# Task goal:
Which lines in the records below contain the string "fountain"? Return each of those lines, treating case as significant.

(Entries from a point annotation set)
=====

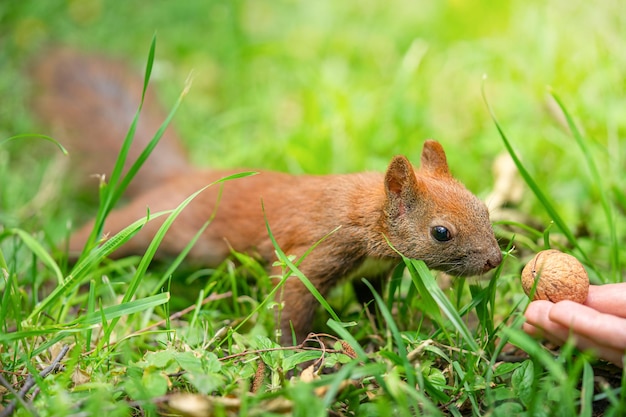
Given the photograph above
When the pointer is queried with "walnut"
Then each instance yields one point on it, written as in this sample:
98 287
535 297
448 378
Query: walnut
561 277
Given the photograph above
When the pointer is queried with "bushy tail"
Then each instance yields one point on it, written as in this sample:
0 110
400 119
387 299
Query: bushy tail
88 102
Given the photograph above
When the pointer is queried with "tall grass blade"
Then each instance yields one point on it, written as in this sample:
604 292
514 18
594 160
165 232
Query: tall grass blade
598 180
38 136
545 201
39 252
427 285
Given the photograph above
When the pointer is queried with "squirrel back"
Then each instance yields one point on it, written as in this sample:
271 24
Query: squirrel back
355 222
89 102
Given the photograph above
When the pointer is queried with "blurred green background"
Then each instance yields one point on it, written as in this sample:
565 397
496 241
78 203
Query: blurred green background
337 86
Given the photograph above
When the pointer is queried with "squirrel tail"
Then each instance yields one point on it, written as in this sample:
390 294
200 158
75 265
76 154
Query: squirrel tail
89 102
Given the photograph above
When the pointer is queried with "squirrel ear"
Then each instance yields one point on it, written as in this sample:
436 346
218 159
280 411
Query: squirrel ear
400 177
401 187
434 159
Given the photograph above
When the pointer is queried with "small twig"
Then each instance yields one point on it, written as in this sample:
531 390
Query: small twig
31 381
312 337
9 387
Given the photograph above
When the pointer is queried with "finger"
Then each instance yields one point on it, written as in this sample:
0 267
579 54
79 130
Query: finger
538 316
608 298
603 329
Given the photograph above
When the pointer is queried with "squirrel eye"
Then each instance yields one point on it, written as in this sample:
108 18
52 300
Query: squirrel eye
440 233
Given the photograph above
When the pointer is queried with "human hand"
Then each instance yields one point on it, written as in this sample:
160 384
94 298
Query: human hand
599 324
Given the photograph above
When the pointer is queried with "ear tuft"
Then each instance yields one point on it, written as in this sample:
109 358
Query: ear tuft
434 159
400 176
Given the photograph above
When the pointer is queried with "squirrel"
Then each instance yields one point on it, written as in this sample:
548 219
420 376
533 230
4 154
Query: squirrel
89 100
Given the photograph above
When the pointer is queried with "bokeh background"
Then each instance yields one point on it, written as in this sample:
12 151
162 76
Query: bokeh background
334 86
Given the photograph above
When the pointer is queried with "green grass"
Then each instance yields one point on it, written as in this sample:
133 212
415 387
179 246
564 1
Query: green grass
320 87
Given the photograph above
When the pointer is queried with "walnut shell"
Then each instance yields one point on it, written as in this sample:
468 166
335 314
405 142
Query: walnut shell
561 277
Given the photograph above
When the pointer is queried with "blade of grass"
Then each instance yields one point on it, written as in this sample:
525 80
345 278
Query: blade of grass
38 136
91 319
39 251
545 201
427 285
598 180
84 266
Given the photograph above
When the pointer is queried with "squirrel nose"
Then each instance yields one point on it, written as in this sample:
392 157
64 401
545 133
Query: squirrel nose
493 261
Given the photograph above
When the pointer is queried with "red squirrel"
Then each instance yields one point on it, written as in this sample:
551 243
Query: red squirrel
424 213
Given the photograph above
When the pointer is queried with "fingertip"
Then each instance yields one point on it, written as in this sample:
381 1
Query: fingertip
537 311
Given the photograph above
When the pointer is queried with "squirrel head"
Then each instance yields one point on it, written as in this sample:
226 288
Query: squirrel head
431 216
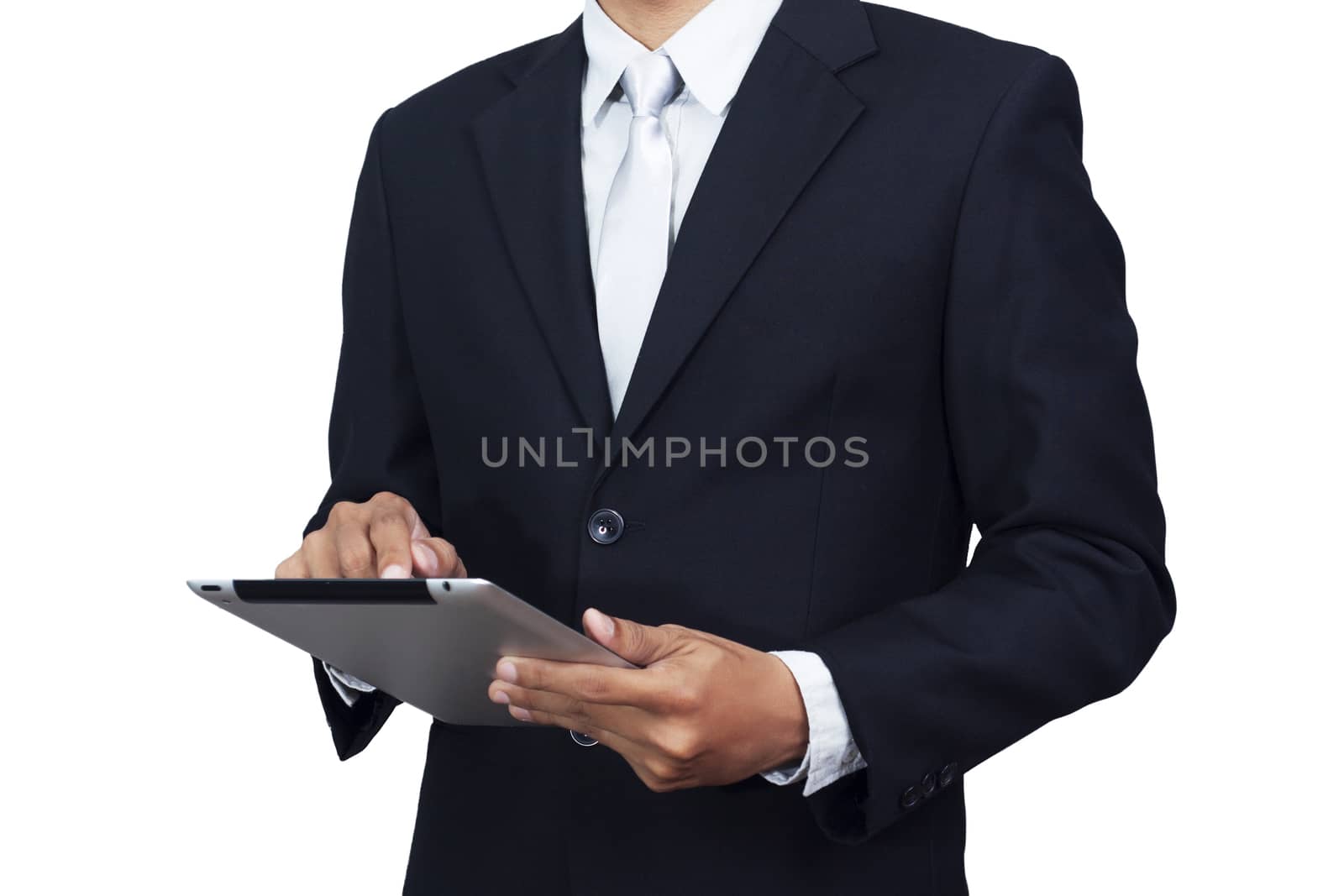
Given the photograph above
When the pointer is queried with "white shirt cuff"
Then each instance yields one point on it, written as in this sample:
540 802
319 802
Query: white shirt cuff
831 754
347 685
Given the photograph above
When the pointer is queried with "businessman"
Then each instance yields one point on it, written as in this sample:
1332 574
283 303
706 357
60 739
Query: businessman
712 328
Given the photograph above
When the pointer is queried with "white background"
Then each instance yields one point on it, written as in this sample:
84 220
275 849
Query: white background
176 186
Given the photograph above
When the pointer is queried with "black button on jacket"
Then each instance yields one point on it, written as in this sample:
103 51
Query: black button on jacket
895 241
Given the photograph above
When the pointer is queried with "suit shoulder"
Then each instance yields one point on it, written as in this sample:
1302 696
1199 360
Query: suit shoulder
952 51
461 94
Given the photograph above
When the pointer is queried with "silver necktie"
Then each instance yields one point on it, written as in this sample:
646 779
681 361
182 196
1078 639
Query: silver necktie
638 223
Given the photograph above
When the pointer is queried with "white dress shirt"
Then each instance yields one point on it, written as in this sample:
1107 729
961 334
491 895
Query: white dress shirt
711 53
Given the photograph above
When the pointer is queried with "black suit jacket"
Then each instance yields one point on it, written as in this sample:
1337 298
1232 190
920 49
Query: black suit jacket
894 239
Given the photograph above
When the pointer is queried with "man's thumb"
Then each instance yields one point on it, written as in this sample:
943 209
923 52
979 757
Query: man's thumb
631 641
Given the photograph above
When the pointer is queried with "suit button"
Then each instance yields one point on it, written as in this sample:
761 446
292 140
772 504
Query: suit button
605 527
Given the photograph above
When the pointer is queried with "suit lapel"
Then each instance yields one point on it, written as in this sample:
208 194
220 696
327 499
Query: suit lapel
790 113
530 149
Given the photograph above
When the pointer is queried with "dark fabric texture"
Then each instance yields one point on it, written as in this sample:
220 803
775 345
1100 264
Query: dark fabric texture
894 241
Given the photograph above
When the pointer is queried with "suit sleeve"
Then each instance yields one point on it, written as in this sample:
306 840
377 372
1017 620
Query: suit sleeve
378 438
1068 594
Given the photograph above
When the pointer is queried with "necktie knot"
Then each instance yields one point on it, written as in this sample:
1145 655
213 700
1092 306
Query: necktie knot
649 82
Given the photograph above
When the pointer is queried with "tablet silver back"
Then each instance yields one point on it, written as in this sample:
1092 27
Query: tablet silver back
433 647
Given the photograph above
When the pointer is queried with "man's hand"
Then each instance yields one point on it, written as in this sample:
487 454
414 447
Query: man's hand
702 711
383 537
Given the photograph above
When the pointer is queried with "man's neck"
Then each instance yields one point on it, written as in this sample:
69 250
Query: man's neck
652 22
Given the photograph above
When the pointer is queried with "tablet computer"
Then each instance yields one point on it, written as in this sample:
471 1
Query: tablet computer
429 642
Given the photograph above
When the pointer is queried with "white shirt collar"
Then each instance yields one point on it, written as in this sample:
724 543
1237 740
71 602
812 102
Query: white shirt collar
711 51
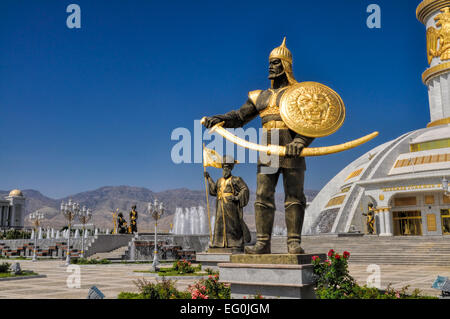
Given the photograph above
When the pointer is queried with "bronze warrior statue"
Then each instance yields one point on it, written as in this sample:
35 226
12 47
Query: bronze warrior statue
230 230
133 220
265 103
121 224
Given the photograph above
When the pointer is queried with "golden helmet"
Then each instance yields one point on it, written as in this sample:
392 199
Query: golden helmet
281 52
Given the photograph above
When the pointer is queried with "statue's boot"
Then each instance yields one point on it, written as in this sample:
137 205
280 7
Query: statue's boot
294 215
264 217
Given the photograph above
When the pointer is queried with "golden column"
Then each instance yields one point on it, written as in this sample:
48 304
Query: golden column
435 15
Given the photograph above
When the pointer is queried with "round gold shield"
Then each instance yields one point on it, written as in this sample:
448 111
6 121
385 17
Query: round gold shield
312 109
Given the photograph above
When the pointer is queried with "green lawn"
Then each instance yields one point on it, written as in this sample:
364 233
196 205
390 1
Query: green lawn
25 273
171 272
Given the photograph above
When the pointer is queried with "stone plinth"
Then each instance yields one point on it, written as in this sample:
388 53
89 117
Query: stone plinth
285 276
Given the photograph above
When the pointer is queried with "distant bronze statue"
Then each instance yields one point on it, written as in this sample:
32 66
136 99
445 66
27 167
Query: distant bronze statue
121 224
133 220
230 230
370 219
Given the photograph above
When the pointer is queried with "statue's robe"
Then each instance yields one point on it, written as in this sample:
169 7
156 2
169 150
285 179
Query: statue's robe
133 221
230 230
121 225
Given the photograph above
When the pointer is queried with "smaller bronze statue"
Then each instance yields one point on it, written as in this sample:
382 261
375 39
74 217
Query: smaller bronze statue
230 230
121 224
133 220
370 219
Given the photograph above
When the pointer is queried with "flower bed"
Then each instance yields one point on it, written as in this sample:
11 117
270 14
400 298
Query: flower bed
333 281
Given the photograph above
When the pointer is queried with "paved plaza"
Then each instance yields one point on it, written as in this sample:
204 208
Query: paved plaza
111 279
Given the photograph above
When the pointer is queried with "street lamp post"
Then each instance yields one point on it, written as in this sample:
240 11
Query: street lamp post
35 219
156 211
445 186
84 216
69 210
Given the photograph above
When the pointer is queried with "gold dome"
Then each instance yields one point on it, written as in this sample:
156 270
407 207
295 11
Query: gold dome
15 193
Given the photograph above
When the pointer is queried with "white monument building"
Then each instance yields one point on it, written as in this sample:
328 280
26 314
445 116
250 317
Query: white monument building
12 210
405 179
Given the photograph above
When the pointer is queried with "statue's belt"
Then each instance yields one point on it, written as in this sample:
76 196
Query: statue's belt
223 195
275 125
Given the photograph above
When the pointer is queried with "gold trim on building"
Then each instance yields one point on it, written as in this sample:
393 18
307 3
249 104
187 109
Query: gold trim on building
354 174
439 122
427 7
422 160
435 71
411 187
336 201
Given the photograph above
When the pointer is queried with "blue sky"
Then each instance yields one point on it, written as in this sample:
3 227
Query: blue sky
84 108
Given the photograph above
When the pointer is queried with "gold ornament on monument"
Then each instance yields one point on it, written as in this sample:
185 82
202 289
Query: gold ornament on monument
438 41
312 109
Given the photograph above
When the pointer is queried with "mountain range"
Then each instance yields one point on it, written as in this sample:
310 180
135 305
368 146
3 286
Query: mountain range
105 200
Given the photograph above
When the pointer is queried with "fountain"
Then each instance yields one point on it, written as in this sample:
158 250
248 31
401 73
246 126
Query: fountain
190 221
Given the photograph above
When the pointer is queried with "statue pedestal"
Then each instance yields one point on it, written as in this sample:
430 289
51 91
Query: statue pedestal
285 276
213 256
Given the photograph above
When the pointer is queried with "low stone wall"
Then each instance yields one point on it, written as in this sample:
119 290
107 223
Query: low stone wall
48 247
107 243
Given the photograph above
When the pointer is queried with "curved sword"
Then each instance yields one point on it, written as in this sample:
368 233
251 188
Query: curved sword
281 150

=====

# Result of this task:
When the pointer is queried with "fountain"
Query: fountain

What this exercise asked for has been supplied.